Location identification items
##############################

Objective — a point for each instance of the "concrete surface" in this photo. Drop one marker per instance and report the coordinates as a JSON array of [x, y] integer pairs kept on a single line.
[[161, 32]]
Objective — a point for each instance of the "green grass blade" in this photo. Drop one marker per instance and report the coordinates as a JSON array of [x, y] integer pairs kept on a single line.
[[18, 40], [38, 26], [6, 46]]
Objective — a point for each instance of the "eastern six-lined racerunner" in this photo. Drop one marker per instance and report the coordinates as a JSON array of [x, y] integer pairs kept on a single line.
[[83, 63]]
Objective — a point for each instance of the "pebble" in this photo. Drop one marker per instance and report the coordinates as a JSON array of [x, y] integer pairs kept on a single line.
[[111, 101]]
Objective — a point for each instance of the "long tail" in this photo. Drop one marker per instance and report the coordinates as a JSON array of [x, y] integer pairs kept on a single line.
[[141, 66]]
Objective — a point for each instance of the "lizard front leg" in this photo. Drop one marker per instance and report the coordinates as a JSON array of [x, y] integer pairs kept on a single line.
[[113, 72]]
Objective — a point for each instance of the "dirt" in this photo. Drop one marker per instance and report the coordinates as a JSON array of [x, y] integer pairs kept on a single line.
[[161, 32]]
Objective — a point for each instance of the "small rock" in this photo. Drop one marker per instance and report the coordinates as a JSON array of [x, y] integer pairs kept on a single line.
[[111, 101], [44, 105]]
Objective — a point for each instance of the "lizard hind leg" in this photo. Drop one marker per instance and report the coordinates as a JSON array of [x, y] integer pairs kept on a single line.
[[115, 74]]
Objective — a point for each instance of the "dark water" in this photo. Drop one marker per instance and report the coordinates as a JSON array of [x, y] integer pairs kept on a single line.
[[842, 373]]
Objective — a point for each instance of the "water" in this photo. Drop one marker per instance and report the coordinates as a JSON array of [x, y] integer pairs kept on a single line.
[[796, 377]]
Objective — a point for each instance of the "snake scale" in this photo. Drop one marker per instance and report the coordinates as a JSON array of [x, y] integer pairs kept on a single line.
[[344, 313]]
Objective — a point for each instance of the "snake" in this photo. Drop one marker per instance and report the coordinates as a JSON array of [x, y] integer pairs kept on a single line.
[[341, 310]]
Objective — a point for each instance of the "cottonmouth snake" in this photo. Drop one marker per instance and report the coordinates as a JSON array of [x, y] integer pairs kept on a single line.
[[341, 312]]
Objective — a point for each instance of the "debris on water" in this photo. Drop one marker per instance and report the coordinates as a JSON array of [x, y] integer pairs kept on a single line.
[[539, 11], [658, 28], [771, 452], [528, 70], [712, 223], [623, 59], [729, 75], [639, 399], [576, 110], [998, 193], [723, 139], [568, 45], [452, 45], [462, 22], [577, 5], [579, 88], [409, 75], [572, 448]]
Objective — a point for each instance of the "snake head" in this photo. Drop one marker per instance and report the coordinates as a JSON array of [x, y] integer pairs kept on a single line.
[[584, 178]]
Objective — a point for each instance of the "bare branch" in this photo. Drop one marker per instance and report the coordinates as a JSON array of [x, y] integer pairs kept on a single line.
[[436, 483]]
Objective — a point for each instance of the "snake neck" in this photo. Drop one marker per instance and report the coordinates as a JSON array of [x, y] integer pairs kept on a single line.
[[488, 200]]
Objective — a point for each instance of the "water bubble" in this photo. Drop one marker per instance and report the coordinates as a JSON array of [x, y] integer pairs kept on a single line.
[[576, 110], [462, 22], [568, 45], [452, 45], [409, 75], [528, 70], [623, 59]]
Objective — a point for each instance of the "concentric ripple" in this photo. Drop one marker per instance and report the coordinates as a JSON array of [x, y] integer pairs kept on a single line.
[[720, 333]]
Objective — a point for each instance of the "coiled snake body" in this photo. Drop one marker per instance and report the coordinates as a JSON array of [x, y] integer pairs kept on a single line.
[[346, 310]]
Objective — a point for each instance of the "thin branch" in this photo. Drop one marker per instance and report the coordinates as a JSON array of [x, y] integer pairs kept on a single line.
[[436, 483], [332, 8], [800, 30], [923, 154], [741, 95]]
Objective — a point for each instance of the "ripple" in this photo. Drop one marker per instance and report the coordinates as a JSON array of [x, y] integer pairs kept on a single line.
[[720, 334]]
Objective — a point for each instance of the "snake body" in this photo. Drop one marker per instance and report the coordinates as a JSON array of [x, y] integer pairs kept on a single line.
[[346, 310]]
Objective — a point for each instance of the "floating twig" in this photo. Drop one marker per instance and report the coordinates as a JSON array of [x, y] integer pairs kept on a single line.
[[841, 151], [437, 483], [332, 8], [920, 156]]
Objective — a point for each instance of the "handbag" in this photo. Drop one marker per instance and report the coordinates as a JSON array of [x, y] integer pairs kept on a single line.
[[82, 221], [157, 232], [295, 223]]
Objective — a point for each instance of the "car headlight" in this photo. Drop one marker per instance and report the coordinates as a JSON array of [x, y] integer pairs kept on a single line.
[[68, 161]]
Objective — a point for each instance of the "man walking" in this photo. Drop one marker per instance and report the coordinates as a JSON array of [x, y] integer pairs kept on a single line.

##############################

▶ WHAT TO WORK ON: Rewrite all of the rows above, substituting "pin" for every occurrence of "marker" and keeping everything else unchanged.

▶ THE SOLUTION:
Objective — a point for each instance of the "concrete surface" in this photo. Drop one pin per instance and report the coordinates as a JSON array of [x, y] integer pairs kept on a single line.
[[161, 32]]
Objective — a point for each instance of the "green grass blade" in this photo. Drop one pin per instance and report the coordinates as a JSON array of [x, y] integer pairs kept on a single line.
[[18, 40], [38, 26], [6, 46]]
Objective — a point for each instance of the "eastern six-lined racerunner" in this photo. Drop one pin per instance and report the coordinates as a JSON array of [x, y] integer pairs kept on a single line.
[[83, 63]]
Objective — a point for each instance of the "pebble" in this photo. Drop one pin per instance and report the coordinates as a JSON array of [x, y] integer pairs kept on a single line.
[[111, 101]]
Objective — a point for each instance of the "long tail" in this photo. Drop one pin per instance and report the coordinates as a JSON array of [x, y] integer pairs kept on a single line.
[[141, 66]]
Objective — a point for each instance of the "lizard front leg" in this photo. Drop one pin per instance and report the coordinates as a JSON array of [x, y] integer pairs kept on a single line.
[[113, 72]]
Objective — a point for each instance of the "dirt" in this photo. Drop one pin per instance and report the coordinates as a JSON array of [x, y] integer pairs kept on a single line.
[[161, 32]]
Objective — a point for each instance of the "small rock" in this photo. Drop one pin per instance and report the coordinates as a JSON array of [x, y] integer pairs kept on a single line.
[[111, 101], [44, 105]]
Objective — a point for each instance of the "lizard hind leg" in this photo. Drop one pin per instance and report the coordinates as a JSON array of [x, y] integer pairs kept on a single line.
[[115, 74]]
Objective — a point for each instance of the "dark water" in this photo. Drop one pin per instance and report the coordinates as a JSON array of [x, y] integer pairs kept on a single line.
[[842, 373]]
Objective — a point for each instance of the "water" in this photo. Drop one pin per instance and report the coordinates as a JSON array of [x, y] integer pairs kept on a single line.
[[796, 377]]
Objective — a point for each instance of the "snake scale" in this photo. Drop one pin per instance and report the coordinates as a JSON array of [x, y] integer pairs kept on a single line.
[[344, 313]]
Objective — a point for each instance of the "snake" in this photo. Drop one pin per instance and report the coordinates as a JSON array of [x, y] integer pairs kept on a single line.
[[341, 310]]
Objective — a point for each instance of the "cottonmouth snake" in this photo. Drop one pin per instance and report the coordinates as a JSON array of [x, y] integer pairs kept on a single line.
[[341, 312]]
Objective — a point for each instance of the "debris on water" in this photo. Drop one pin per instance and report the coordinates as a JSON array of [x, y] integer pairs kept on a single line.
[[539, 11], [658, 28], [771, 452], [528, 70], [712, 223], [623, 59], [729, 75], [639, 399], [576, 110], [998, 193], [723, 139], [568, 45], [452, 45], [462, 22], [577, 5], [579, 88], [409, 75], [572, 448]]
Objective — a point for each instance of the "snake head" in this photo. Drop one pin per instance and report the coordinates as a JSON array of [x, y] integer pairs kept on a single line.
[[584, 178]]
Objective — a point for each instance of the "bare branch" in this photo. Drop one pin per instance and report the coordinates as a JSON array of [x, y] integer pairs kept on a single line.
[[436, 483]]
Objective — a point for each instance of the "snake neck" in this photo. Drop one pin per instance and report the coordinates as a JSON array of [x, y] integer pairs kept on a single line.
[[488, 200]]
Objective — a point for each instance of the "water bubble" in this photo. Drop one pin per instance and report the coordinates as a JSON array of [x, y] integer pairs kept on a single line.
[[576, 110], [462, 22], [568, 45], [452, 45], [409, 75], [528, 70], [623, 59]]
Objective — a point for each instance of the "concentric ripple" in this photo. Drop one pin per instance and report the coordinates as a JSON array of [x, y] integer pairs kept on a single line.
[[720, 333]]
Objective — a point for each instance of the "coiled snake body" in this photo. Drop one pin per instance and report the coordinates as a JSON array of [x, y] integer pairs kept on a single line.
[[346, 310]]
Objective — a point for each instance of the "thin branch" in this photo. Drop one pin per instance and report the coordinates as a JSON array of [x, y] integer pairs kept on a single line.
[[436, 483], [332, 8], [800, 30], [923, 154], [741, 95]]
Objective — a point for each instance of the "ripple" in this photo. Drop one pin per instance and report the coordinates as a JSON array of [x, y] integer pairs kept on a single line.
[[720, 334]]
Objective — a point for each instance of the "snake body" in this photo. Drop one pin per instance and report the coordinates as a JSON array of [x, y] integer pairs kept on a single line.
[[346, 310]]
Objective — a point for each instance of the "floating twig" in this photo. Drop one pin per instance and report the coordinates as a JSON array of [x, y] integer pairs kept on a single line.
[[841, 151], [437, 483], [332, 8], [920, 156]]
Objective — a point for each instance of the "handbag" in this photo. Drop one pin per instance and report the coordinates as a JSON array of [x, y] integer pairs kept on a single line.
[[82, 221], [157, 232], [295, 223]]
Objective — a point for each instance of the "car headlight" in this photo. Drop one pin per instance and report the coordinates as a JSON array of [x, y] integer pairs kept on a single line.
[[68, 161]]
Objective — a point for each instance of the "man walking" in this photo. Drop one pin per instance and report the coordinates as a JSON array of [x, y] integer pairs kept on a single line.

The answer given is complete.